- Data supplied -
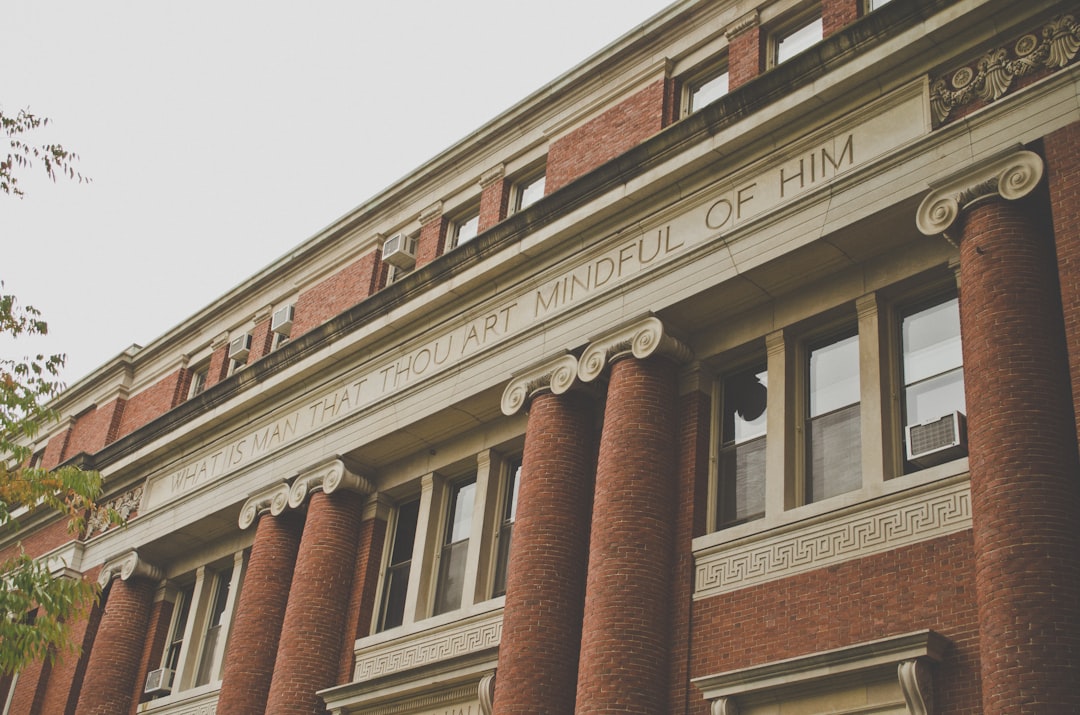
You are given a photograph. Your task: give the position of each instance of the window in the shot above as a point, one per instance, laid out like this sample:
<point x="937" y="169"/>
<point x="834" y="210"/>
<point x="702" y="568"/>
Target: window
<point x="509" y="514"/>
<point x="833" y="460"/>
<point x="198" y="380"/>
<point x="794" y="40"/>
<point x="451" y="570"/>
<point x="741" y="481"/>
<point x="932" y="364"/>
<point x="466" y="228"/>
<point x="194" y="649"/>
<point x="705" y="90"/>
<point x="395" y="579"/>
<point x="528" y="191"/>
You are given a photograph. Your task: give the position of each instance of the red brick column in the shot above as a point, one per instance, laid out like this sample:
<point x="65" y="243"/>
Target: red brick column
<point x="312" y="631"/>
<point x="625" y="631"/>
<point x="256" y="628"/>
<point x="110" y="684"/>
<point x="1023" y="449"/>
<point x="541" y="621"/>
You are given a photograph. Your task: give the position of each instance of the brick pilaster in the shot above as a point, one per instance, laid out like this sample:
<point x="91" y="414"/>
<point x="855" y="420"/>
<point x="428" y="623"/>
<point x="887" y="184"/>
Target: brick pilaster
<point x="625" y="631"/>
<point x="257" y="624"/>
<point x="538" y="666"/>
<point x="314" y="622"/>
<point x="1022" y="444"/>
<point x="110" y="683"/>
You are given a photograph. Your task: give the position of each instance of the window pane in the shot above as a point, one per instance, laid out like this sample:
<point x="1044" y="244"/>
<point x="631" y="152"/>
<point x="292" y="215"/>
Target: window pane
<point x="709" y="91"/>
<point x="834" y="460"/>
<point x="834" y="376"/>
<point x="793" y="43"/>
<point x="742" y="483"/>
<point x="467" y="229"/>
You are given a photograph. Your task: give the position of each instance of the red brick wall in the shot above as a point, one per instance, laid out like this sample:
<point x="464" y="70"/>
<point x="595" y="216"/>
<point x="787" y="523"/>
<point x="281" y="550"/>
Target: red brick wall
<point x="925" y="585"/>
<point x="1022" y="445"/>
<point x="837" y="14"/>
<point x="606" y="136"/>
<point x="432" y="241"/>
<point x="692" y="499"/>
<point x="153" y="402"/>
<point x="1063" y="172"/>
<point x="95" y="429"/>
<point x="745" y="56"/>
<point x="494" y="203"/>
<point x="373" y="534"/>
<point x="336" y="294"/>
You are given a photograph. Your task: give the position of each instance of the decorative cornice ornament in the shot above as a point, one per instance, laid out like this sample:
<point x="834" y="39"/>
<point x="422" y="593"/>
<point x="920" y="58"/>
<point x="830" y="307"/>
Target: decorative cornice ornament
<point x="126" y="506"/>
<point x="991" y="76"/>
<point x="127" y="566"/>
<point x="1011" y="176"/>
<point x="329" y="477"/>
<point x="639" y="339"/>
<point x="556" y="376"/>
<point x="273" y="500"/>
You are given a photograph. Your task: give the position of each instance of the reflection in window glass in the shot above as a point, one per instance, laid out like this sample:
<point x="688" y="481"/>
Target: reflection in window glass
<point x="451" y="570"/>
<point x="707" y="91"/>
<point x="741" y="487"/>
<point x="395" y="582"/>
<point x="794" y="42"/>
<point x="932" y="363"/>
<point x="834" y="458"/>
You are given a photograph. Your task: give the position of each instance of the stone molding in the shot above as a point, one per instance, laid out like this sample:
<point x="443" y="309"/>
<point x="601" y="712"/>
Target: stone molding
<point x="877" y="527"/>
<point x="910" y="655"/>
<point x="427" y="648"/>
<point x="991" y="76"/>
<point x="126" y="566"/>
<point x="640" y="339"/>
<point x="1010" y="176"/>
<point x="555" y="376"/>
<point x="329" y="477"/>
<point x="273" y="499"/>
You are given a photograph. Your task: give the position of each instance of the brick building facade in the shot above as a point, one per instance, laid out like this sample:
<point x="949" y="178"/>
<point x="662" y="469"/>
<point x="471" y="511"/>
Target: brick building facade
<point x="736" y="371"/>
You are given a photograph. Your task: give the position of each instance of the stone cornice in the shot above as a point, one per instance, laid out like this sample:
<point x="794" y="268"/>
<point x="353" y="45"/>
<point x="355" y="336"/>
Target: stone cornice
<point x="329" y="477"/>
<point x="273" y="499"/>
<point x="640" y="339"/>
<point x="126" y="566"/>
<point x="555" y="376"/>
<point x="1010" y="176"/>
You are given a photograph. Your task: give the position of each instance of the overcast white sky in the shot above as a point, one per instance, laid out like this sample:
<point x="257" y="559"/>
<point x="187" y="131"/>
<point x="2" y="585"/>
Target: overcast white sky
<point x="219" y="135"/>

- Required work -
Recast all the records above as a Markdown table with the columns Row and Line, one numbered row per line of text. Skip blank lines and leave the pictures out.

- Task response -
| Row | Line |
|---|---|
| 1 | You are given a photograph. Your task: give the position of each instance of the window in the shot above as a point, one per instance, laid out like this sample: |
| 2 | <point x="937" y="169"/> |
| 3 | <point x="834" y="210"/> |
| 4 | <point x="702" y="568"/> |
| 5 | Target: window |
| 6 | <point x="509" y="514"/> |
| 7 | <point x="833" y="460"/> |
| 8 | <point x="198" y="380"/> |
| 9 | <point x="794" y="40"/> |
| 10 | <point x="451" y="570"/> |
| 11 | <point x="741" y="481"/> |
| 12 | <point x="932" y="364"/> |
| 13 | <point x="466" y="228"/> |
| 14 | <point x="194" y="649"/> |
| 15 | <point x="705" y="90"/> |
| 16 | <point x="395" y="579"/> |
| 17 | <point x="528" y="191"/> |
| 18 | You are given a photograph. Your task: give the position of each instance of the red brick column in the shot above as a point, one per instance, laid out like this sample: |
| 19 | <point x="65" y="243"/> |
| 20 | Target: red brick column |
| 21 | <point x="312" y="631"/> |
| 22 | <point x="625" y="631"/> |
| 23 | <point x="256" y="628"/> |
| 24 | <point x="110" y="684"/> |
| 25 | <point x="1023" y="449"/> |
| 26 | <point x="541" y="621"/> |
| 27 | You are given a photograph. Your task: give the position of each instance of the brick pilaster in the shot above as a point, one per instance, laid out like this sample: |
| 28 | <point x="91" y="414"/> |
| 29 | <point x="855" y="420"/> |
| 30 | <point x="428" y="623"/> |
| 31 | <point x="887" y="184"/> |
| 32 | Target: brick pilaster |
| 33 | <point x="625" y="631"/> |
| 34 | <point x="257" y="624"/> |
| 35 | <point x="538" y="666"/> |
| 36 | <point x="314" y="622"/> |
| 37 | <point x="1022" y="444"/> |
| 38 | <point x="110" y="683"/> |
| 39 | You are given a photograph. Your task: give the position of each instance of the window pane in the shot above as a point, one per instance, laid out like this sample: |
| 40 | <point x="1044" y="244"/> |
| 41 | <point x="631" y="152"/> |
| 42 | <point x="292" y="215"/> |
| 43 | Target: window pane |
| 44 | <point x="709" y="91"/> |
| 45 | <point x="834" y="460"/> |
| 46 | <point x="834" y="376"/> |
| 47 | <point x="793" y="43"/> |
| 48 | <point x="742" y="483"/> |
| 49 | <point x="467" y="229"/> |
| 50 | You are given a photograph. Your task: give the position of each instance of the red brick wall in the shot above as a point, one per instance, laid out like this sample: |
| 51 | <point x="464" y="70"/> |
| 52 | <point x="595" y="216"/> |
| 53 | <point x="787" y="523"/> |
| 54 | <point x="281" y="550"/> |
| 55 | Target: red brick wall |
| 56 | <point x="925" y="585"/> |
| 57 | <point x="1022" y="445"/> |
| 58 | <point x="837" y="14"/> |
| 59 | <point x="606" y="136"/> |
| 60 | <point x="432" y="241"/> |
| 61 | <point x="692" y="499"/> |
| 62 | <point x="153" y="402"/> |
| 63 | <point x="1063" y="172"/> |
| 64 | <point x="95" y="429"/> |
| 65 | <point x="745" y="56"/> |
| 66 | <point x="494" y="203"/> |
| 67 | <point x="373" y="534"/> |
| 68 | <point x="336" y="294"/> |
| 69 | You are given a photograph. Your task: give the position of each instance of the decorative cornice ornament in the shot above as a point, one per instance, laid out like this sample: |
| 70 | <point x="834" y="39"/> |
| 71 | <point x="422" y="593"/> |
| 72 | <point x="920" y="58"/> |
| 73 | <point x="830" y="307"/> |
| 74 | Target: decorative cornice ornament |
| 75 | <point x="126" y="506"/> |
| 76 | <point x="991" y="76"/> |
| 77 | <point x="127" y="566"/> |
| 78 | <point x="1011" y="176"/> |
| 79 | <point x="329" y="477"/> |
| 80 | <point x="639" y="339"/> |
| 81 | <point x="556" y="376"/> |
| 82 | <point x="273" y="500"/> |
| 83 | You are given a photograph. Your task: give the position of each instance of the reflection in window glass in the shot above as a point, one per instance, laid out like this sample: |
| 84 | <point x="688" y="481"/> |
| 85 | Target: reflection in window glass |
| 86 | <point x="451" y="570"/> |
| 87 | <point x="707" y="91"/> |
| 88 | <point x="741" y="487"/> |
| 89 | <point x="395" y="582"/> |
| 90 | <point x="794" y="42"/> |
| 91 | <point x="932" y="363"/> |
| 92 | <point x="834" y="458"/> |
| 93 | You are given a photograph. Your task: give the position of each instance of the stone molding in the shot above as a point, one per instance, laid out like this sample: |
| 94 | <point x="443" y="309"/> |
| 95 | <point x="601" y="712"/> |
| 96 | Target: stone molding |
| 97 | <point x="877" y="527"/> |
| 98 | <point x="910" y="655"/> |
| 99 | <point x="427" y="648"/> |
| 100 | <point x="991" y="76"/> |
| 101 | <point x="126" y="566"/> |
| 102 | <point x="640" y="339"/> |
| 103 | <point x="1010" y="176"/> |
| 104 | <point x="555" y="376"/> |
| 105 | <point x="329" y="477"/> |
| 106 | <point x="273" y="499"/> |
| 107 | You are given a photograph. Your task: give the position of each instance of the brick building facade in the shot above as a point, one per instance, laid out like this sample: |
| 108 | <point x="949" y="178"/> |
| 109 | <point x="662" y="469"/> |
| 110 | <point x="471" y="511"/> |
| 111 | Target: brick building facade |
| 112 | <point x="736" y="371"/> |
| 113 | You are given a photograph. Your task: give the position of each instance of the stone cornice in the shot above as a point, one per instance, laid out like this sample: |
| 114 | <point x="794" y="268"/> |
| 115 | <point x="353" y="45"/> |
| 116 | <point x="355" y="336"/> |
| 117 | Target: stone cornice |
| 118 | <point x="329" y="477"/> |
| 119 | <point x="273" y="499"/> |
| 120 | <point x="640" y="339"/> |
| 121 | <point x="126" y="566"/> |
| 122 | <point x="555" y="376"/> |
| 123 | <point x="1010" y="176"/> |
| 124 | You are given a photograph. Your task: give the position of each instance of the overcast white sky in the shot above as a point, one per instance, laid out like this sample: |
| 125 | <point x="257" y="559"/> |
| 126 | <point x="187" y="131"/> |
| 127 | <point x="2" y="585"/> |
| 128 | Target: overcast white sky |
| 129 | <point x="219" y="135"/> |